▶ **KUTIPAN BERITA**
******

Disinyalir Gagal Barter Politik-Pembelajaran

Pilkada (9999999)Penundaan Pilkada Surabaya
Surabaya, Bhirawa
Penundaan Pilkada Surabaya direaksi banyak kalangan. Salah satunya para pengamat politik. Pengamat politik sekaligus Koordinator Parleme Watch Jatim Umar Salahudin menilai kesan adanya barter politik yang tidak mulus antara Pilkada Surabaya dengan Pilkada Pacitan memang nampak, sehingga membuat kedua daerah itu gagal melaksanakan pesta demokrasi pada 2015.
“Indikasi ini muncul karena di Pacitan, PDIP gagal mengusung calonnya untuk menghadapi petahana dari Partai Demokrat. Begitu pula di Surabaya, Partai Demokrat gagal mengusung calonnya untuk bertarung dengan petahana dari PDIP,” kata Umar Salahudin, Selasa (4/8).

******

▶ **TUJUAN LATIHAN**
Cetak ulang seluruh berita tentang penundaan Pilkada Surabaya di atas, sama persis tanpa ada yang diubah. Baris-baris data sesudah ini tidak ada hubungannya dengan berita tadi.

▶ **DATA TERCATAT**
******

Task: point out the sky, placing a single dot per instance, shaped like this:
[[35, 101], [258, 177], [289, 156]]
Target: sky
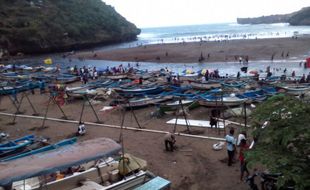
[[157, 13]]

******

▶ **HASIL TUGAS**
Disinyalir Gagal Barter Politik-Pembelajaran

Pilkada (9999999)Penundaan Pilkada Surabaya
Surabaya, Bhirawa
Penundaan Pilkada Surabaya direaksi banyak kalangan. Salah satunya para pengamat politik. Pengamat politik sekaligus Koordinator Parleme Watch Jatim Umar Salahudin menilai kesan adanya barter politik yang tidak mulus antara Pilkada Surabaya dengan Pilkada Pacitan memang nampak, sehingga membuat kedua daerah itu gagal melaksanakan pesta demokrasi pada 2015.
“Indikasi ini muncul karena di Pacitan, PDIP gagal mengusung calonnya untuk menghadapi petahana dari Partai Demokrat. Begitu pula di Surabaya, Partai Demokrat gagal mengusung calonnya untuk bertarung dengan petahana dari PDIP,” kata Umar Salahudin, Selasa (4/8).